A commonly used drug exemestane taken by early breast cancer patients in India – as frequently as once a day for five years – has been found to cause significant bone loss, even when they are given adequate calcium and vitamin D intake.
The drug has been found to worsen age-related decrease in bone mineral density (BMD) by about three times, increasing chances of fractures manifold.
In a study published in the medical journal Lancet, researchers from Canada said the drug causes loss of cortical bone that comprises 80% of the human skeleton.
In the study, cortical thickness of women who took exemestane declined by almost 8% compared with a 1% decline in those who didn’t.
This finding is important because most fractures (80%) in old age are the result of greater loss of cortical bone and account for most disability.
“Exemestane worsens age-related decreases in bone mineral density by about three times, even in the setting of adequate calcium and vitamin D intake,” said lead author Angela Cheung from the University Health Network, Toronto.
Dr Bhawna Sirohi, head of medical oncology at Artemis Cancer Centre, said exemestane is considered a “wonder drug” in India, and is used very commonly to treat early breast cancer in post-menopausal women. It is also used for women whose breast cancer has worsened.
Dr Sirohi said, “Exemestane is in a class of medications called aromatase inhibitors. It works by decreasing the amount of oestrogen production. This can slow or stop the growth of some breast tumours that need estrogen to grow. Using exemestane is a standard treatment for post-menopausal women with early stage hormone-receptor-positive breast cancer.” She added almost 75% of breast cancer cases are hormone driven.
“In hormonal cancers, oestrogen feeds the cancer cells and helps it grow. Exemestane deprives the cancer cells of oestrogen. In early breast cancer patients, it decreases risk of cancer recurrence. In women with advanced stage of cancer, it keeps the disease in remission. The benefit of drug is so high that women want it even against its risk of BMD deletion,” she explained.

■ ■ ■ ■

• Questions to answer:
[1] Revise the exemestane article from "A commonly used" to "the human skeleton.", changing "bone mineral density" to "bone density".
[2] Name every country or city that the exemestane article mentions.
[3] Decide whether each statement agrees with the exemestane article, answering yes or no and quoting the words that settle it. (a) The researchers behind the Lancet study were from Canada. (b) Exemestane works by raising oestrogen production. (c) In the study, cortical thickness in women taking exemestane fell by almost 8%.
The entries that follow are not needed for any task.

■ ■ ■ ■

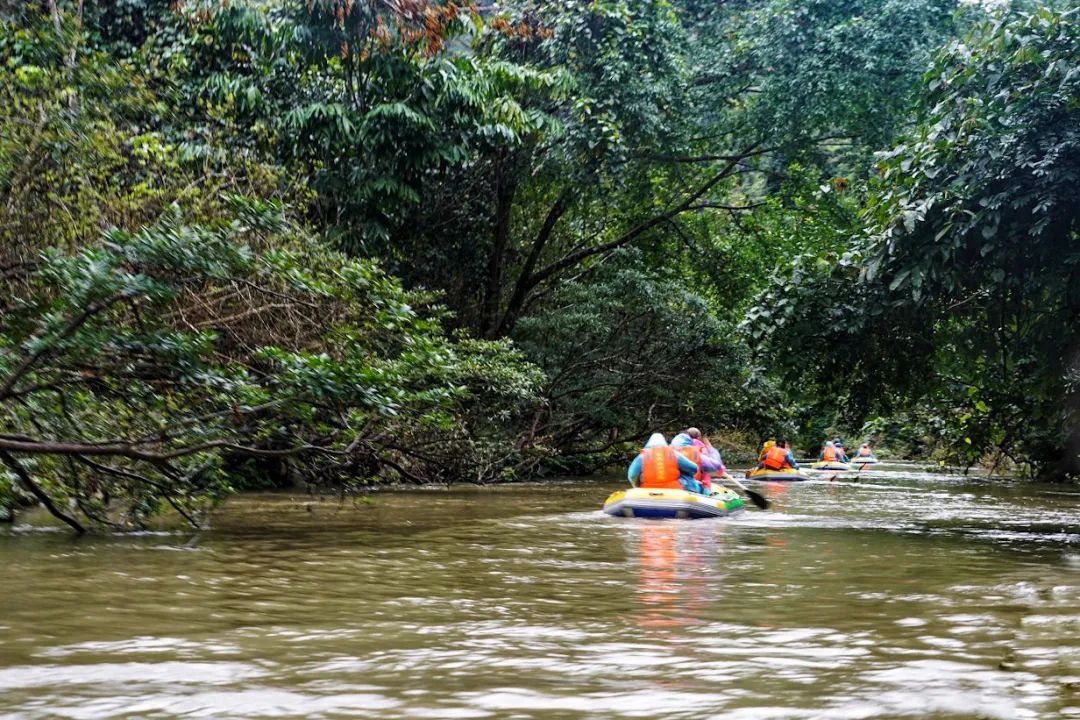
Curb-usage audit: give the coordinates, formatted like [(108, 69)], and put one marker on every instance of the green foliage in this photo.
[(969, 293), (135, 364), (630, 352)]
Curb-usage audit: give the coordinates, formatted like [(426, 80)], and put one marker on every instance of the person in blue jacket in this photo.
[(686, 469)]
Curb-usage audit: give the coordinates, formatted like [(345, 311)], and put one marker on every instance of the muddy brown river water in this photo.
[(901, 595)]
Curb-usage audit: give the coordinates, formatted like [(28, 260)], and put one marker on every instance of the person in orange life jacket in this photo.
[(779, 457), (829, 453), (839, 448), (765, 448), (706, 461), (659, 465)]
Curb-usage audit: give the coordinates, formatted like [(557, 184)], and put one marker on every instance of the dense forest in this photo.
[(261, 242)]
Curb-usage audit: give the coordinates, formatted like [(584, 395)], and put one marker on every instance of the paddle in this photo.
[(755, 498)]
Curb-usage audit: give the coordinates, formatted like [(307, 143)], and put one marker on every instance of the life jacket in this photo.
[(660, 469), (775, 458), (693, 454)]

■ ■ ■ ■

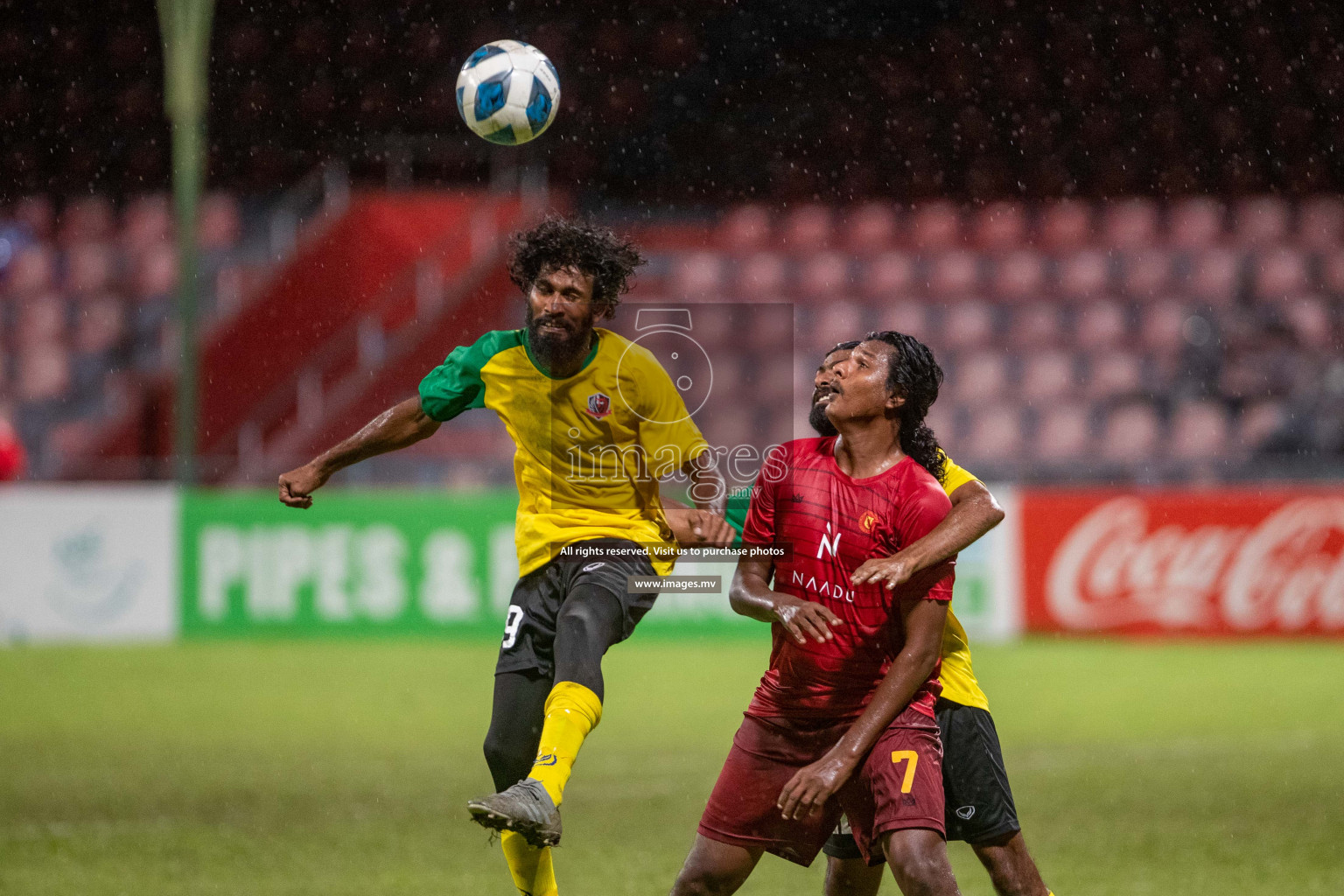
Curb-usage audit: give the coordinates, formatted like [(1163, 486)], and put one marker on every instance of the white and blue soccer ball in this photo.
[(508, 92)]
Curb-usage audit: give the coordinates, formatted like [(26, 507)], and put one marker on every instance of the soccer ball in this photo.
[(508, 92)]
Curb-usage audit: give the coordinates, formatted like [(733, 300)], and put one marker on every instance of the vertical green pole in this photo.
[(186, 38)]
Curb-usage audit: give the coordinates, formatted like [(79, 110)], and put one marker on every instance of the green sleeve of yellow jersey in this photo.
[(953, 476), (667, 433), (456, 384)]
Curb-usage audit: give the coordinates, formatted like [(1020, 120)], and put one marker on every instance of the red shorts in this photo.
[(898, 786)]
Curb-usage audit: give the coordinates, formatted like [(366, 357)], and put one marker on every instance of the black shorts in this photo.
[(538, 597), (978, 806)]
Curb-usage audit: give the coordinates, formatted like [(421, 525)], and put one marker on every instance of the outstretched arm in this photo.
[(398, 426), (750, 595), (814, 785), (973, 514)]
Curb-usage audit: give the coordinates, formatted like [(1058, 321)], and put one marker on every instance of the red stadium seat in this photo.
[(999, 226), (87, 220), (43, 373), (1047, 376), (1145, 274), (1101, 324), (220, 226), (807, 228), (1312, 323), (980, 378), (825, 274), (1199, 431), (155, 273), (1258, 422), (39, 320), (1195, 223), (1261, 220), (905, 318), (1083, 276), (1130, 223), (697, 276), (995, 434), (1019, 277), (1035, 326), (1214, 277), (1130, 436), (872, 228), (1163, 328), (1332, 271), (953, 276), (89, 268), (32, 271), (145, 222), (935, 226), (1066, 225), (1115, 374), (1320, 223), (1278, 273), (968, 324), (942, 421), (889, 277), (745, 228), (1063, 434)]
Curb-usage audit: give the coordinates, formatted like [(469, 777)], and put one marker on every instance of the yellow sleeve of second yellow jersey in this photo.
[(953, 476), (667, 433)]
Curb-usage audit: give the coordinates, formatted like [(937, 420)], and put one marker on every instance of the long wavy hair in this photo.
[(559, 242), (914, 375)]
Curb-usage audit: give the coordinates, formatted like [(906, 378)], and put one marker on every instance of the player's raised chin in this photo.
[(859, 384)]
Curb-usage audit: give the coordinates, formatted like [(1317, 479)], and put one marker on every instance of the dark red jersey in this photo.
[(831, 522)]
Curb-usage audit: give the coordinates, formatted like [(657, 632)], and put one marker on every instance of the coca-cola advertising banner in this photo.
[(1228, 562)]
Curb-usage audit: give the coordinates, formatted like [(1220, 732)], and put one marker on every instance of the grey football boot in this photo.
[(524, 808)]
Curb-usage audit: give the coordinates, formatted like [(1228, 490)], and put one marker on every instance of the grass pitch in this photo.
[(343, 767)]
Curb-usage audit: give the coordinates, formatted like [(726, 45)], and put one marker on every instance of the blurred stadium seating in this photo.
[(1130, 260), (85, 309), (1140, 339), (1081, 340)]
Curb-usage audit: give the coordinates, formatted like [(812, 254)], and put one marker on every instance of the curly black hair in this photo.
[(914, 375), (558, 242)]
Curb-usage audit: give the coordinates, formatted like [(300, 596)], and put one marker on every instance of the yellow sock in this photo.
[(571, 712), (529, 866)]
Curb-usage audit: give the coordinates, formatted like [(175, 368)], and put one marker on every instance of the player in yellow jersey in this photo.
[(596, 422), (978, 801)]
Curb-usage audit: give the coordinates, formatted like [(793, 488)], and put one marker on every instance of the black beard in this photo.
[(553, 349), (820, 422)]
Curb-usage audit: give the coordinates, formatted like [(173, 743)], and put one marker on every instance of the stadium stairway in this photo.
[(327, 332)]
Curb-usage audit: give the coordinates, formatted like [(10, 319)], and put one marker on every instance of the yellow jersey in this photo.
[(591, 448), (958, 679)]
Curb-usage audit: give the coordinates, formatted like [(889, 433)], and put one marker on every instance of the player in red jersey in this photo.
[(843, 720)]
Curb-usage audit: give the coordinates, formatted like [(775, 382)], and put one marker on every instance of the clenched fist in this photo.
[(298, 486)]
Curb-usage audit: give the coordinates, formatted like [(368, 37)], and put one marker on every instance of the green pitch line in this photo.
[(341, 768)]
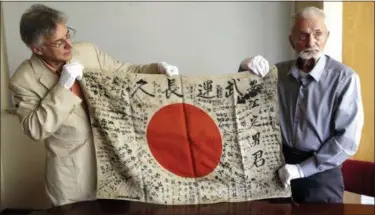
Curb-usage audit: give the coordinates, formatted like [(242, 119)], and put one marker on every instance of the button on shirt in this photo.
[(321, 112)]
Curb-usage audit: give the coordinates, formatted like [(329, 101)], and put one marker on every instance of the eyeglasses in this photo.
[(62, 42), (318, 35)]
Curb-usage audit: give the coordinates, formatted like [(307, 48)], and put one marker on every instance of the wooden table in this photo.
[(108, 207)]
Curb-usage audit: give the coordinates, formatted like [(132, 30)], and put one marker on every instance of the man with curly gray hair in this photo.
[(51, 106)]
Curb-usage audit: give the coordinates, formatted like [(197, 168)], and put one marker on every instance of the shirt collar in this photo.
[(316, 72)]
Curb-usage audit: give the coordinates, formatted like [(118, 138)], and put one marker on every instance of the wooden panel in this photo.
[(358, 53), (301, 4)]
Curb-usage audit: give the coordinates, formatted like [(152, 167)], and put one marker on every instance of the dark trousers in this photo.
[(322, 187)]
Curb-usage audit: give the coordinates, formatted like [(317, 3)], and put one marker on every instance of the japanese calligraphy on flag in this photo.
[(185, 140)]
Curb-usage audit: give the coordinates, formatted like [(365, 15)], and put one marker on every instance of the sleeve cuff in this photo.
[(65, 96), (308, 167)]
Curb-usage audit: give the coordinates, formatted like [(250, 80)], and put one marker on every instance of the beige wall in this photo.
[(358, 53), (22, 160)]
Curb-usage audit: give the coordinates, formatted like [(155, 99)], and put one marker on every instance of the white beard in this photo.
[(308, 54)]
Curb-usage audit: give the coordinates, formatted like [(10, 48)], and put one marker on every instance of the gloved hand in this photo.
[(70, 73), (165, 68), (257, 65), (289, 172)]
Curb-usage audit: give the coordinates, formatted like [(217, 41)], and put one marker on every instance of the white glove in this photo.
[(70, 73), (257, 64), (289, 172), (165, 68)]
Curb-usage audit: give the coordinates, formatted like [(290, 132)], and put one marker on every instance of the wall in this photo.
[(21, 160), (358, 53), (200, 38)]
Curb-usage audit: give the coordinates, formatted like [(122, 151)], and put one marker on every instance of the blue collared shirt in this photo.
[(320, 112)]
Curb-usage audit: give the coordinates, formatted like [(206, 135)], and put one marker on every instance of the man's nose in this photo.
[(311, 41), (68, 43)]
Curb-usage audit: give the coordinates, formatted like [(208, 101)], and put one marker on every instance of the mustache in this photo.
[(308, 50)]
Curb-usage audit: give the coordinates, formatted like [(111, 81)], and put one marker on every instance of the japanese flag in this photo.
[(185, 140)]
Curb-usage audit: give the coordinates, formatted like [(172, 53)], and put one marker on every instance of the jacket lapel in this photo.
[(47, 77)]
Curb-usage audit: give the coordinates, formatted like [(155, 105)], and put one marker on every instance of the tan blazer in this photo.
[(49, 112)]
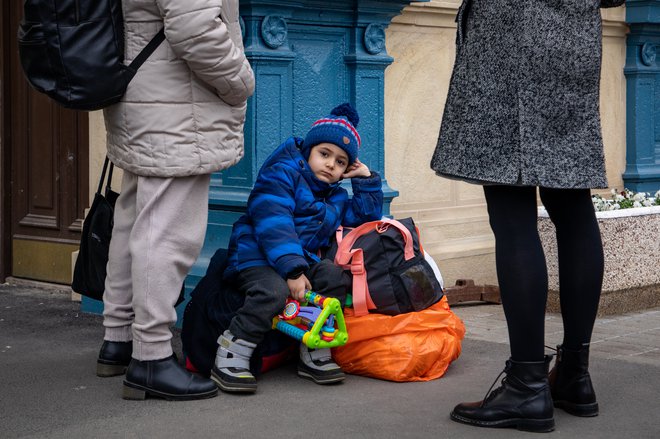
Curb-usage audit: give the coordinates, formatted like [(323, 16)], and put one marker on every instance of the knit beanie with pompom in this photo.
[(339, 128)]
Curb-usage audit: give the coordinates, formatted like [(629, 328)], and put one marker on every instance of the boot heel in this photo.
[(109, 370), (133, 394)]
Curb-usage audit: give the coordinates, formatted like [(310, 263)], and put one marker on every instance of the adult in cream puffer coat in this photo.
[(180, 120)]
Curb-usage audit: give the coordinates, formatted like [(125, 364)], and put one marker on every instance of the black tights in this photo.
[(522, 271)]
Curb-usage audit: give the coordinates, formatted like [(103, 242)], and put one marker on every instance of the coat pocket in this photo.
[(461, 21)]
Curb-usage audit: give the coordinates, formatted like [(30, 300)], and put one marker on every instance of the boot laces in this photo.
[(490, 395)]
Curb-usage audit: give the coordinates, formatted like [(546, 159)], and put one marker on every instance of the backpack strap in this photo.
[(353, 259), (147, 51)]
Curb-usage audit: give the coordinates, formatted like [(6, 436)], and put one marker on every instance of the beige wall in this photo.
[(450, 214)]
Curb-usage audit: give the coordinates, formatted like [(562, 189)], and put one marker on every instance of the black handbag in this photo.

■ ■ ■ ■

• Your responses:
[1]
A commonly used drug exemestane taken by early breast cancer patients in India – as frequently as once a day for five years – has been found to cause significant bone loss, even when they are given adequate calcium and vitamin D intake.
The drug has been found to worsen age-related decrease in bone density (BMD) by about three times, increasing chances of fractures manifold.
In a study published in the medical journal Lancet, researchers from Canada said the drug causes loss of cortical bone that comprises 80% of the human skeleton.

[2] India, Canada, Toronto

[3]
(a) Yes: "researchers from Canada said the drug causes loss of cortical bone"
(b) No: "It works by decreasing the amount of oestrogen production."
(c) Yes: "cortical thickness of women who took exemestane declined by almost 8%"